WHAT YOU SHOULD DO. Collect every line of the records below that contains the word "handle".

(Dataset entries)
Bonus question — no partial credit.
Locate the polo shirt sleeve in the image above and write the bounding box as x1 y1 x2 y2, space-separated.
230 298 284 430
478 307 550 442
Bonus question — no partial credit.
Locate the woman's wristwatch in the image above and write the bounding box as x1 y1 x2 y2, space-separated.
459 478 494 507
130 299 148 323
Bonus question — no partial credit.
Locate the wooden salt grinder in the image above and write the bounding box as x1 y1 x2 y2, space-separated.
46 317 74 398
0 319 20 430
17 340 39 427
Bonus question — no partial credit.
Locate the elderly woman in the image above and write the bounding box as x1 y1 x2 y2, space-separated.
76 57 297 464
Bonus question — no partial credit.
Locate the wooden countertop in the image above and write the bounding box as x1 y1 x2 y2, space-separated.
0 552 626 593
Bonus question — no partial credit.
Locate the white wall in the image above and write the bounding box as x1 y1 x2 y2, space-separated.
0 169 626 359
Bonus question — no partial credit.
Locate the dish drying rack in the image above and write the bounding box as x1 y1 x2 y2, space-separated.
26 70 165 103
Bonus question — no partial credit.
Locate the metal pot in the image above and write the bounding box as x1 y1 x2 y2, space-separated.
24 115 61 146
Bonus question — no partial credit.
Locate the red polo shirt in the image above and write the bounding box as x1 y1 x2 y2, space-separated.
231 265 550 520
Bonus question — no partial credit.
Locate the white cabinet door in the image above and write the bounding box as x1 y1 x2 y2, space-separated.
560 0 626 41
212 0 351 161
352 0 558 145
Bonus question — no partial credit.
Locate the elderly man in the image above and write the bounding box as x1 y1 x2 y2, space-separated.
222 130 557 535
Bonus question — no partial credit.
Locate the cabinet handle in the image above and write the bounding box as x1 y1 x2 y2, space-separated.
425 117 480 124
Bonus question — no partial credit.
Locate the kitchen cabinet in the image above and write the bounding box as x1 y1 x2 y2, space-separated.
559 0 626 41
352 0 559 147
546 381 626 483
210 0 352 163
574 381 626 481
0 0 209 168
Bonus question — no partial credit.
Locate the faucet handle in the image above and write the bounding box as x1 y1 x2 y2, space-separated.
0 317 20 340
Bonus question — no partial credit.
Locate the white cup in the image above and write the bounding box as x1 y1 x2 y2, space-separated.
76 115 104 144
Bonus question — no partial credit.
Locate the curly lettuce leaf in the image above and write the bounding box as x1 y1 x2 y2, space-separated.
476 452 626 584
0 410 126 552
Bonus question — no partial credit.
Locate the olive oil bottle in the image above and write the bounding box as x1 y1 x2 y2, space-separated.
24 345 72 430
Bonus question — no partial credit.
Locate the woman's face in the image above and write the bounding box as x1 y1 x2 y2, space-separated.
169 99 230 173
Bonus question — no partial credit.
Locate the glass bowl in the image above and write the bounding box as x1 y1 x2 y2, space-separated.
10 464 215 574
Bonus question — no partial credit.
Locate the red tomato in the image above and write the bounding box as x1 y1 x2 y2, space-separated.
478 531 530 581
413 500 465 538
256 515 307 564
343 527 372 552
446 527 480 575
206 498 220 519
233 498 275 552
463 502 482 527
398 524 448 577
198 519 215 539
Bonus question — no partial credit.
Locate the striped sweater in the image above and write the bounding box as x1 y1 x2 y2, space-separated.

RESULT FOR THIS EXERCISE.
Locate the cabinet handle in the image above and write the bounding box as x1 y1 x2 y2, space-separated.
Locate the faucet handle in the image above and write the bounding box as x1 y1 x2 y2, space-separated.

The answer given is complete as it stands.